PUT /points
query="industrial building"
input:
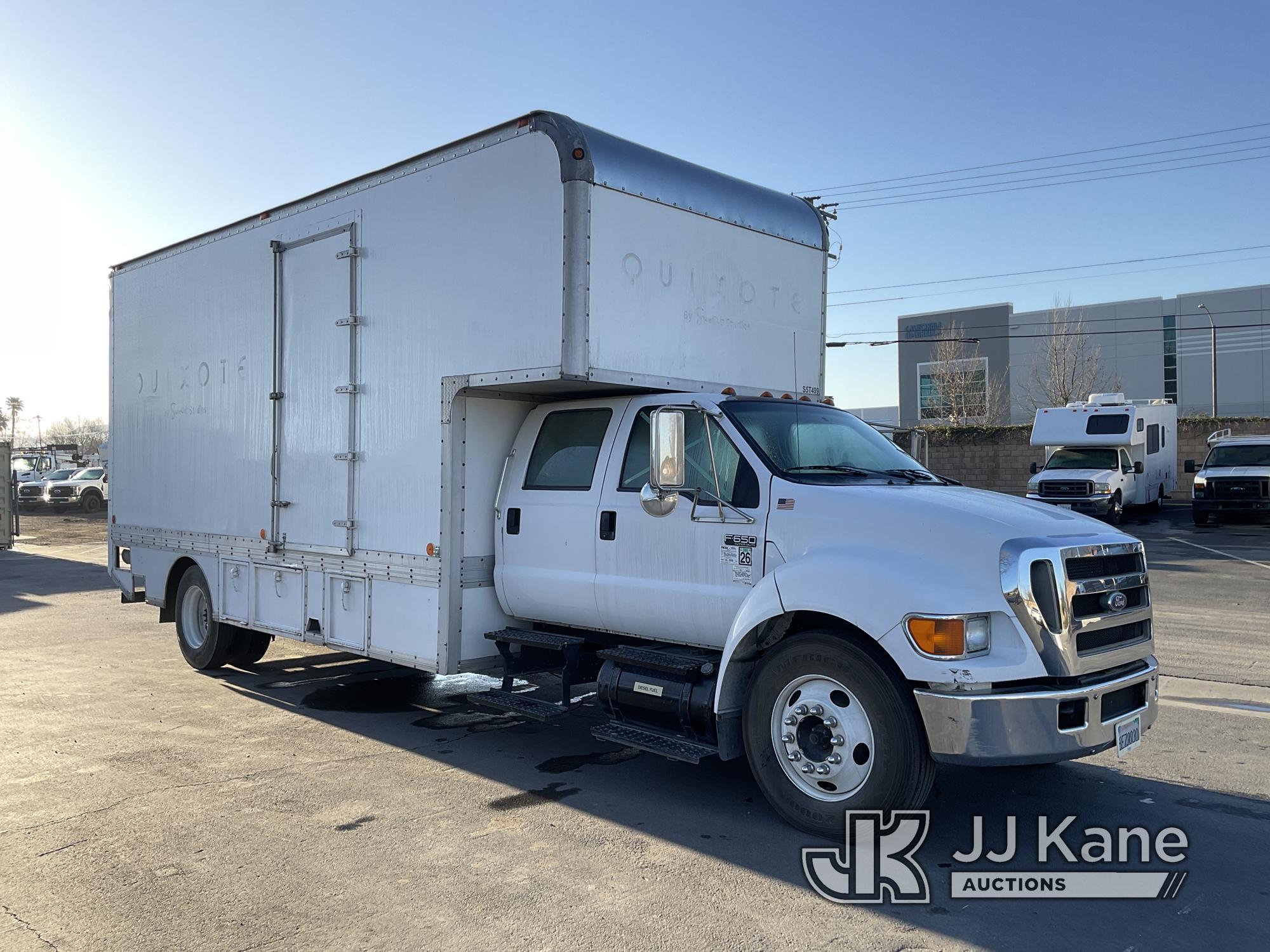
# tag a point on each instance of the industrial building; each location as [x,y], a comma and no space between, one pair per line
[1149,348]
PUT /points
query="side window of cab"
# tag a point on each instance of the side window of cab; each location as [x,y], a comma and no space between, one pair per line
[739,484]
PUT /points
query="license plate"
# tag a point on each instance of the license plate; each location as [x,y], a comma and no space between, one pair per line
[1128,736]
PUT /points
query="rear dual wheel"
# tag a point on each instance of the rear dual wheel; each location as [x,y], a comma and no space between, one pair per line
[829,731]
[206,643]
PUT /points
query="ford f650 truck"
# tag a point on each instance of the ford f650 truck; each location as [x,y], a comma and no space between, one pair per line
[604,370]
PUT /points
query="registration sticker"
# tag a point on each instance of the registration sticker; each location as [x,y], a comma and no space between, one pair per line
[1128,736]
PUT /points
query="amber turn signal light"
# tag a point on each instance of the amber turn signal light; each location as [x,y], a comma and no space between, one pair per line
[939,637]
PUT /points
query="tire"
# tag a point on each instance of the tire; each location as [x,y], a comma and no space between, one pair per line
[1116,515]
[204,642]
[250,648]
[878,715]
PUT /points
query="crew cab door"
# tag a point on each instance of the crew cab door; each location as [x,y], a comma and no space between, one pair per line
[548,513]
[675,577]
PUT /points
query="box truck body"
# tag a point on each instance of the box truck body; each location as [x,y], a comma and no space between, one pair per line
[549,400]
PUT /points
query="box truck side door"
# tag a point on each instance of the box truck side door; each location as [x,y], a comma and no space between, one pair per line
[674,577]
[545,567]
[313,420]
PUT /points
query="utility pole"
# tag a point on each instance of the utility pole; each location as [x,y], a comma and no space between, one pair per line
[1213,327]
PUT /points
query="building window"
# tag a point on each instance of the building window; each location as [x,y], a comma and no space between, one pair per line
[1172,359]
[953,390]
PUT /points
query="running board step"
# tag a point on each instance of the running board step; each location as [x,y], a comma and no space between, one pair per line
[524,705]
[674,748]
[535,639]
[685,666]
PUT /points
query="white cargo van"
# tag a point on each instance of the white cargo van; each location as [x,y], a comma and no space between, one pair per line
[604,370]
[1107,454]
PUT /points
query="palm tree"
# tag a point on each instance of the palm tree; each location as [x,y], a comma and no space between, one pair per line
[15,406]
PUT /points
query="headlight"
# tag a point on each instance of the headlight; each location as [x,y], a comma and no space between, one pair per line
[949,637]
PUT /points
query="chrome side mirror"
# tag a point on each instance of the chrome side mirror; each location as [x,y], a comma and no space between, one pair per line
[667,466]
[658,502]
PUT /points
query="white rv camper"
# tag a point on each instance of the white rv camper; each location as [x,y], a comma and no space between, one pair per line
[601,370]
[1107,454]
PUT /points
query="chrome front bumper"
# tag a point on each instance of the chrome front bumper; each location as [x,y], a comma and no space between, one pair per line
[1024,728]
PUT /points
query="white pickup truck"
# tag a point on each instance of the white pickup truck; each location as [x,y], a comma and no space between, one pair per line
[628,477]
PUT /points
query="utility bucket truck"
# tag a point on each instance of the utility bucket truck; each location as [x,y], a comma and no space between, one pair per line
[603,369]
[1107,454]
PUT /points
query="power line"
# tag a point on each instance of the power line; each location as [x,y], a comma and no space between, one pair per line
[1056,176]
[1061,166]
[1041,159]
[1045,271]
[1052,185]
[1032,284]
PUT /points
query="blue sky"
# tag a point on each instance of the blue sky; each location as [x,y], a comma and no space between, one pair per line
[126,126]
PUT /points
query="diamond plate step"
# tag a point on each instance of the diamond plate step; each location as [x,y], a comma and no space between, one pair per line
[535,639]
[674,748]
[524,705]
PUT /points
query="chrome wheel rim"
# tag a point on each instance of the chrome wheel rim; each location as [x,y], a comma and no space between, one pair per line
[196,618]
[824,738]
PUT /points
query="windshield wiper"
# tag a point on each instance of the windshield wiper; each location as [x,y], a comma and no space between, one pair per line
[852,470]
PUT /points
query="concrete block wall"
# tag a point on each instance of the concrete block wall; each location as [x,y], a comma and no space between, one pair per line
[999,458]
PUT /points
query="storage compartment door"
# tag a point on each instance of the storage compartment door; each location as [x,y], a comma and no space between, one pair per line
[316,393]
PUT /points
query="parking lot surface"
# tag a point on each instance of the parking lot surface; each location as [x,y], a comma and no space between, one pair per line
[327,802]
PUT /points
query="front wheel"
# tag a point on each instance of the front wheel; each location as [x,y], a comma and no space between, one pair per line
[827,731]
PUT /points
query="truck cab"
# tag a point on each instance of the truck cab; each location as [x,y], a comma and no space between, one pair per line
[1234,479]
[1106,455]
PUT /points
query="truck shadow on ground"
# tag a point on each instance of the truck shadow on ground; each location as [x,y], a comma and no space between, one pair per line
[30,578]
[718,809]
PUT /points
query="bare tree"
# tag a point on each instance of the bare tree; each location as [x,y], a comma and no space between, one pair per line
[88,432]
[961,389]
[1069,366]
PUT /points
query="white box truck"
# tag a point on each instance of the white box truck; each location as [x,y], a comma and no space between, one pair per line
[1107,454]
[549,400]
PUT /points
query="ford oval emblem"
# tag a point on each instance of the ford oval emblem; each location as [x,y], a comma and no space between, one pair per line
[1116,601]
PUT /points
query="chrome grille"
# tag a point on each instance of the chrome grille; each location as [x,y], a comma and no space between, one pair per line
[1067,489]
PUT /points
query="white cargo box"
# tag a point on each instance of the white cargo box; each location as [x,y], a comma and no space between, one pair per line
[293,392]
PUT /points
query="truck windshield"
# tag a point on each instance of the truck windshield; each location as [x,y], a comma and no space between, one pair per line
[817,444]
[1235,455]
[1092,459]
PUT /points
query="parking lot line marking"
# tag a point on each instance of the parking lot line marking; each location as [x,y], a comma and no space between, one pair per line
[1219,552]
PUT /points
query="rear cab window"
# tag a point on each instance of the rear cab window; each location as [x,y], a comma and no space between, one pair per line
[567,449]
■ ■ ■ ■
**To do**
Exclude the images, then output the data above word for word.

**The completed task**
PUT /points
query="industrial building"
input:
# tag a point on each instance of the industrial building; each location as [x,y], a comma and no space between, one pair per line
[1149,348]
PUT /points
query="side window of cab"
# tag a point on each instance of the side window of cab; each location as [x,y], a comma and no space between, one pair per line
[739,484]
PUT /points
query="license plate"
# tag a point on each instance of the license plate; each location as [x,y], a comma and no space between, one pair per line
[1128,736]
PUT /points
query="rear dual wheel"
# tag a point on each instance of the rear dual wheel; each location as [x,y], a comma and no space between, one pair per line
[829,731]
[206,643]
PUT /points
query="ford f650 truck"
# tag a point on each instance of the ford f650 truck; each location as [x,y], a comma and no space between, one pair per line
[604,370]
PUT /points
query="registration sticker"
# tag a point on each instance of the registration sticker; each location as [x,y], a comma and no space between, one pair per line
[1128,736]
PUT /points
query="amber turn signal light"
# tag a point on each instance of the amber turn signal light; each location as [x,y], a comma and no space between, one pair per line
[939,637]
PUT /points
query="tire"
# tag a point on each instance of the tire; each location as [x,y], a comma and no space between, one pair per line
[1116,515]
[204,642]
[250,648]
[878,715]
PUT /points
query="crew cab door"
# tag a point on each instance of the crew cab door; each location as [x,y], a comma and no space between, one pair per line
[548,513]
[675,577]
PUT /points
query="box truck body"
# tag a point on each instance of the box truck body; each location as [x,y], a comma and no space between, one pair per line
[549,400]
PUT /points
query="box truck side door"
# tag a point on each instance of the box truck side door; each location as [x,y], a comma and no space between, one pair per line
[674,577]
[545,567]
[313,420]
PUT /points
query="utility pole"
# tag a point on each instance of the utility pole; each location as [x,y], a comma and no space between, one pair per line
[1213,327]
PUT /points
query="building window"
# tag a point on each instance of the building window; each location as [x,y], a comma and no space between, one pair per line
[1172,359]
[953,390]
PUT /points
query="running board step"
# tag a point on each instance of the running board step; each location as [x,y], a comma and no space between, one pair per line
[524,705]
[674,748]
[535,639]
[685,666]
PUT /points
query="white cargo van"
# tag a point on each instance of the white cargo van; each location as [x,y], a comma and no space between, one pair per line
[604,370]
[1107,454]
PUT /points
query="palm tree"
# tag a point on each instance of the palm tree; each location as [x,y], a comma and no space between, one pair per line
[15,406]
PUT /points
query="headlight"
# tag a point on each instance of the headlight; each location as [x,y], a comma and no space between, one pair per line
[949,637]
PUT /points
query="chrome side mirror"
# tag a point on each instance of the chrome side mirror; each location as [x,y], a comma and no space between, one pair per line
[667,466]
[658,502]
PUT /points
query="white rv camper"
# tag a point on each instance of the white rv camper; each location as [x,y], a comma and no space between, one pair per line
[601,370]
[1107,454]
PUT /points
query="chrome front bumper"
# tag a point on each instance of the chrome front bumper; each location as [x,y], a comma and no space between, one pair per line
[1024,728]
PUT /points
query="white pickup truck"
# tag a point on each instance of the white pickup truck; each location as [x,y], a comma and no space between, one pair per line
[628,477]
PUT /points
query="utility bucket truck"
# tag a point on each instance of the utility bucket truck; each location as [x,y], a comma and no space between, one pair per line
[603,369]
[1107,454]
PUT /points
query="power line"
# tag a point on each instance of the power line; each location as [x,y], a comma and no space between, one pair per line
[1056,176]
[1061,166]
[1041,159]
[1045,271]
[1052,185]
[1032,284]
PUT /points
query="blue sky"
# tag a point on each instance of the blue sky; each location as [x,y], a comma and no space between, one pair per line
[126,126]
PUT /points
query="diamond plate step"
# tag a point on each instance of the diamond plate step; each location as [x,y], a comma and no space between, one pair per line
[535,639]
[674,748]
[524,705]
PUT /points
query="chrome wheel rim"
# tag a point on each instance of the chrome wheel rim; each location as [x,y], a comma and no space between, one pair per line
[196,618]
[824,738]
PUT /points
query="windshield wiper"
# tag a point on each instance of the windshield wiper; each location as [x,y], a comma and no space between, one pair per line
[852,470]
PUT /points
query="concrete block wall"
# tag a point on each instance of the concrete block wall; each location as [x,y], a comma and no space between, one pair per line
[999,458]
PUT /points
query="storage compartment door"
# tag a point on each instance of the storage compartment door; each location as [x,y], a comma and no space between, one pair per line
[316,393]
PUT /points
query="parking lot surface"
# tag a point on each instance of the parking lot surface; each location as [x,y], a comma and no space between, one pair per line
[327,802]
PUT /points
query="front wheel"
# tag a point on each instance of the front wheel; each location as [x,y], a comma and no space between, one pair per line
[827,731]
PUT /points
query="truck cab"
# tag a point on each instance of the truck cab; each location as [x,y], a comma and no space between, one pair per line
[1234,479]
[1106,455]
PUT /points
query="truck shadow on ground"
# tag a point on each instance of the truck shadow on ground; each location as [x,y], a comma and no space between, one pair per line
[30,578]
[718,809]
PUT /points
query="bare tree"
# tag a point on each instance of the bare tree; each location as [x,y], a comma and no space between, one pair per line
[88,432]
[961,389]
[1069,366]
PUT /points
query="white box truck"
# tag a point on each instance of the white box truck; each location as [x,y], a comma and no space between, one pair per line
[1107,454]
[549,400]
PUT /points
query="ford oval emblem"
# tag a point on each instance of the ford oval emblem; each location as [x,y], a comma and no space between, one pair per line
[1116,601]
PUT /points
query="chrome grille"
# tag a point on each instance of the chrome grille; each location as [x,y], a comma and no space between, one pair per line
[1067,489]
PUT /points
query="white cargo box"
# tag a point on each instance of the white cargo box; each location as [x,y], a comma and no space between, one pair per line
[293,392]
PUT /points
query="truck windshield"
# tag a point on each instance of the truck windshield; each location as [x,y], a comma and no space between, one pair per line
[817,444]
[1235,455]
[1092,459]
PUT /points
query="parking lot line marking"
# tag a point on each instance of the parking lot line marking; each location as [x,y], a comma and no space between, one pair per line
[1219,552]
PUT /points
query="rear cab window"
# tag a point on each instance of the rear cab window; each location as [x,y], a comma and no space between, one pair per line
[567,449]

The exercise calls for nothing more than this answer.